# Do this
How many lines in the data below contain the word "truck"? Reply with the number alone.

# Material supplied
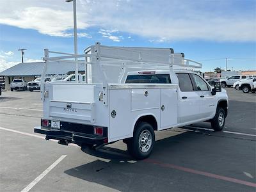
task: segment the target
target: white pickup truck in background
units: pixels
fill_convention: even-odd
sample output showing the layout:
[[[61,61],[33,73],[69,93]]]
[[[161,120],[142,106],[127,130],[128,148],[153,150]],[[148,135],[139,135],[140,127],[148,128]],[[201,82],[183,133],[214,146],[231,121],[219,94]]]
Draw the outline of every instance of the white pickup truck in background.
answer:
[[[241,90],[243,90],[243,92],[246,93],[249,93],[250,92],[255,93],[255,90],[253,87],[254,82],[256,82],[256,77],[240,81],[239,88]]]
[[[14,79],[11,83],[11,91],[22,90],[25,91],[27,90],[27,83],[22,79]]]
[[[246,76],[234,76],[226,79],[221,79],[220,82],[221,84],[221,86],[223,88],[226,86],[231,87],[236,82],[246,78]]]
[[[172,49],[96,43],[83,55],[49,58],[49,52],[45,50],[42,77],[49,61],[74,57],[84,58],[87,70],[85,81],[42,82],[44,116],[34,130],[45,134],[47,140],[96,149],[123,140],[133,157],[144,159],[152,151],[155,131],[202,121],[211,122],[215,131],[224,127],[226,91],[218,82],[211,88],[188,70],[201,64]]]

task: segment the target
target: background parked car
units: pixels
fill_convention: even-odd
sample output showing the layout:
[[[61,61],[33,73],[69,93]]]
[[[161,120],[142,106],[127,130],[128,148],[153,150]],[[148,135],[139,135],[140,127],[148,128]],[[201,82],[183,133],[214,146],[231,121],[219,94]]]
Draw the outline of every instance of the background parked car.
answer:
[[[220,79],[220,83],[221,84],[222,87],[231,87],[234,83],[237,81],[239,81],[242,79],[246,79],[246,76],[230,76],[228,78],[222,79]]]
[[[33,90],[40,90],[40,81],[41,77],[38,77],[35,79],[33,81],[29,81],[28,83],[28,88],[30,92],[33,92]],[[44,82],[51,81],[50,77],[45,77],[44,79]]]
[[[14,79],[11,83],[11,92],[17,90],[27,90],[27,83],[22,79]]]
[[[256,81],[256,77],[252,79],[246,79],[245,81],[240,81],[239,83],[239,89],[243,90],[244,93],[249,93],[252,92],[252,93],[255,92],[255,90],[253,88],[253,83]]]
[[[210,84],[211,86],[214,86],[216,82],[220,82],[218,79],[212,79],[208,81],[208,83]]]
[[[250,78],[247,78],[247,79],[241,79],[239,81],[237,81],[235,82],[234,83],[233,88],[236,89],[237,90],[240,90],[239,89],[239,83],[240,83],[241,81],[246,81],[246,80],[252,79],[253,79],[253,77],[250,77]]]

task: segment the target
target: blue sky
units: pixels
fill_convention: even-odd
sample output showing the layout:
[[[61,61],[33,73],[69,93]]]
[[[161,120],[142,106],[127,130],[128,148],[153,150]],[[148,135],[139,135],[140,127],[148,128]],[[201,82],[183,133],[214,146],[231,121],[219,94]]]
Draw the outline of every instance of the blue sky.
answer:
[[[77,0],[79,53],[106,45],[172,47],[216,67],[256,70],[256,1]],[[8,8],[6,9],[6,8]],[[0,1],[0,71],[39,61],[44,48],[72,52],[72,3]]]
==
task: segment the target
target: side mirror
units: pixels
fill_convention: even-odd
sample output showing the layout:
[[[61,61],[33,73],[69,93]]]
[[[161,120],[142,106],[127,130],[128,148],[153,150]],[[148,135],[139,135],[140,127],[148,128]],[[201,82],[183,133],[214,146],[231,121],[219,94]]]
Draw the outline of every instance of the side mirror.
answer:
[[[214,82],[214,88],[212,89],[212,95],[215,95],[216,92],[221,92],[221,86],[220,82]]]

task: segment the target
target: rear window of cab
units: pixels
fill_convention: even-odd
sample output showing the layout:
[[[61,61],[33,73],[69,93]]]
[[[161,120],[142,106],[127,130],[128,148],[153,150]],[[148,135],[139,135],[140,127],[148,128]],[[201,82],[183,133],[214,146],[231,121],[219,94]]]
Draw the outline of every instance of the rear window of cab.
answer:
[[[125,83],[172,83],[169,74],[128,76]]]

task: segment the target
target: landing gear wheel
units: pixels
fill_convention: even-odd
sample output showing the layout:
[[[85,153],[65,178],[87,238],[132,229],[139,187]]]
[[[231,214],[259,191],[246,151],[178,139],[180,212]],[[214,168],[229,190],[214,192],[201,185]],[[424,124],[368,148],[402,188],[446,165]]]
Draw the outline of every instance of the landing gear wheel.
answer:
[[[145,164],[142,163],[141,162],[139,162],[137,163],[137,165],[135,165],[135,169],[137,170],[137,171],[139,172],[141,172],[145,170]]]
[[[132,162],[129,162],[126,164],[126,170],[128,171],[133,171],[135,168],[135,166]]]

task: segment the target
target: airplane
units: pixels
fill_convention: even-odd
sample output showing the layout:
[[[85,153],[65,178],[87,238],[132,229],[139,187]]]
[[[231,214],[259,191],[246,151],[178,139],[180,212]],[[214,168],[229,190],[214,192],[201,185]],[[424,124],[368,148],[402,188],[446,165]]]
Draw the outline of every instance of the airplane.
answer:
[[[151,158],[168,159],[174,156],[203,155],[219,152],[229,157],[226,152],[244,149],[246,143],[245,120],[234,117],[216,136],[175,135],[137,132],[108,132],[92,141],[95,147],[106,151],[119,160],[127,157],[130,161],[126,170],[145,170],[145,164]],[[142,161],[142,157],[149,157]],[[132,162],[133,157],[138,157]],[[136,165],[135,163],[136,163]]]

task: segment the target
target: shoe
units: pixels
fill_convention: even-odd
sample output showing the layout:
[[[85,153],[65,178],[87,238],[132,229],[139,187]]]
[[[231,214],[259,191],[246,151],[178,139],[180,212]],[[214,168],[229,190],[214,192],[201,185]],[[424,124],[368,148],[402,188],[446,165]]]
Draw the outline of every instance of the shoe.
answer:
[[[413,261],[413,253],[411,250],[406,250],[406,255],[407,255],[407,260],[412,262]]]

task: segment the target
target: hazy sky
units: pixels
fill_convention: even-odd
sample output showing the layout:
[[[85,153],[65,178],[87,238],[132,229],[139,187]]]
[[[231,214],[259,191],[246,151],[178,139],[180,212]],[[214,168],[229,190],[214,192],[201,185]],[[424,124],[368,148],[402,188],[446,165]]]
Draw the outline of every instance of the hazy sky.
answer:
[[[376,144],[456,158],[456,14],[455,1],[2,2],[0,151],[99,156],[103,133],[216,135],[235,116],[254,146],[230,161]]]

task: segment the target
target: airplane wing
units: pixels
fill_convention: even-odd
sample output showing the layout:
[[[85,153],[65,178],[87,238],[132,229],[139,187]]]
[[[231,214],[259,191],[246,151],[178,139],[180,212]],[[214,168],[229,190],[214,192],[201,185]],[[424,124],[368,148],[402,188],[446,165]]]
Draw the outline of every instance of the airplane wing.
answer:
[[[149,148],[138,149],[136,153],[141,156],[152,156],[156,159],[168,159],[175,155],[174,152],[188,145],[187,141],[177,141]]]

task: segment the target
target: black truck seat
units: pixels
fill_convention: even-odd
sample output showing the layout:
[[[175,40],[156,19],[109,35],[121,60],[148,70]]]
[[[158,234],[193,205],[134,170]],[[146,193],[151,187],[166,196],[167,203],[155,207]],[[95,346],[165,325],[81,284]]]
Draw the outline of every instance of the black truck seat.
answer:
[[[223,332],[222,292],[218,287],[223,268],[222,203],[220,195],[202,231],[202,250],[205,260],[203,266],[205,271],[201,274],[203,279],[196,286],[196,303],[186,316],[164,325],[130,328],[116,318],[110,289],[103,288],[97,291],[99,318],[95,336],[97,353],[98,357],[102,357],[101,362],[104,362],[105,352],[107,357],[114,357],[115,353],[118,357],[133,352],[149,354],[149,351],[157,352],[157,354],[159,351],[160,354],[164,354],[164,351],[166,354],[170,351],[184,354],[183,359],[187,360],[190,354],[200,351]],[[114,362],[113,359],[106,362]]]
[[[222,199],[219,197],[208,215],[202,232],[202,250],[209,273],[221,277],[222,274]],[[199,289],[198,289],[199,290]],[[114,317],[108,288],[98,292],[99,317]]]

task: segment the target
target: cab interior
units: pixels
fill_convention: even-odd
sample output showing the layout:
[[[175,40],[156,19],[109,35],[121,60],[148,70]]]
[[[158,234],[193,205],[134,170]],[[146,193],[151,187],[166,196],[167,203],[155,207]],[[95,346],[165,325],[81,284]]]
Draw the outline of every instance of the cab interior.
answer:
...
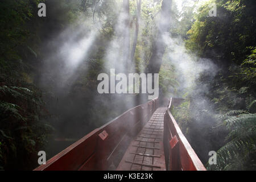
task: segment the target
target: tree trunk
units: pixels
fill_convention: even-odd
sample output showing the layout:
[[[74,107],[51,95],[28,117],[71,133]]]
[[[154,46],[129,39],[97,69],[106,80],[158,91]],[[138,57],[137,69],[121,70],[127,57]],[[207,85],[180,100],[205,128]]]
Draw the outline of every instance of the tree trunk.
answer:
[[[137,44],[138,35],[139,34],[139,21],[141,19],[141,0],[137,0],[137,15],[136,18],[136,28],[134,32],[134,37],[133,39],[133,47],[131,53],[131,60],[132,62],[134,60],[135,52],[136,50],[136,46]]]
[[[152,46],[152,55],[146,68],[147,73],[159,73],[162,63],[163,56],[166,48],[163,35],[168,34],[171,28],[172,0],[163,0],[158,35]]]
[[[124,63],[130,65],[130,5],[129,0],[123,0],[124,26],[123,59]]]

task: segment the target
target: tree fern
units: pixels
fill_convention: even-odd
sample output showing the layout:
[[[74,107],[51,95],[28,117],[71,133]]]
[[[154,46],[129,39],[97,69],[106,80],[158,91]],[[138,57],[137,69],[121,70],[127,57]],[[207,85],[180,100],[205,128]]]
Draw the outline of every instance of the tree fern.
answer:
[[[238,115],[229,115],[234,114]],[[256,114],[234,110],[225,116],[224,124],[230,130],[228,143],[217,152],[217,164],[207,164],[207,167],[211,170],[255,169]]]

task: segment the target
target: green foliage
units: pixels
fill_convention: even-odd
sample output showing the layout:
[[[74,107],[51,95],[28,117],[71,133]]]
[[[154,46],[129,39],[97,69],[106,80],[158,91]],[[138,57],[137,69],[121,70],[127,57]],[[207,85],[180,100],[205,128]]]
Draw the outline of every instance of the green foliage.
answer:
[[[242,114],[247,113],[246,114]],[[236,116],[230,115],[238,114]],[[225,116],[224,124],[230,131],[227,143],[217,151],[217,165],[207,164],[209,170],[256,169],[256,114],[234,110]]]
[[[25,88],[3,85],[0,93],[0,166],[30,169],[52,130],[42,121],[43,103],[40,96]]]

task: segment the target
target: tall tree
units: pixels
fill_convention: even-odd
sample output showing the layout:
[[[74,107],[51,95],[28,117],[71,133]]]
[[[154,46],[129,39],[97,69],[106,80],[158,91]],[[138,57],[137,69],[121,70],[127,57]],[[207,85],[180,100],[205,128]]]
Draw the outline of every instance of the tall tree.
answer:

# Finished answer
4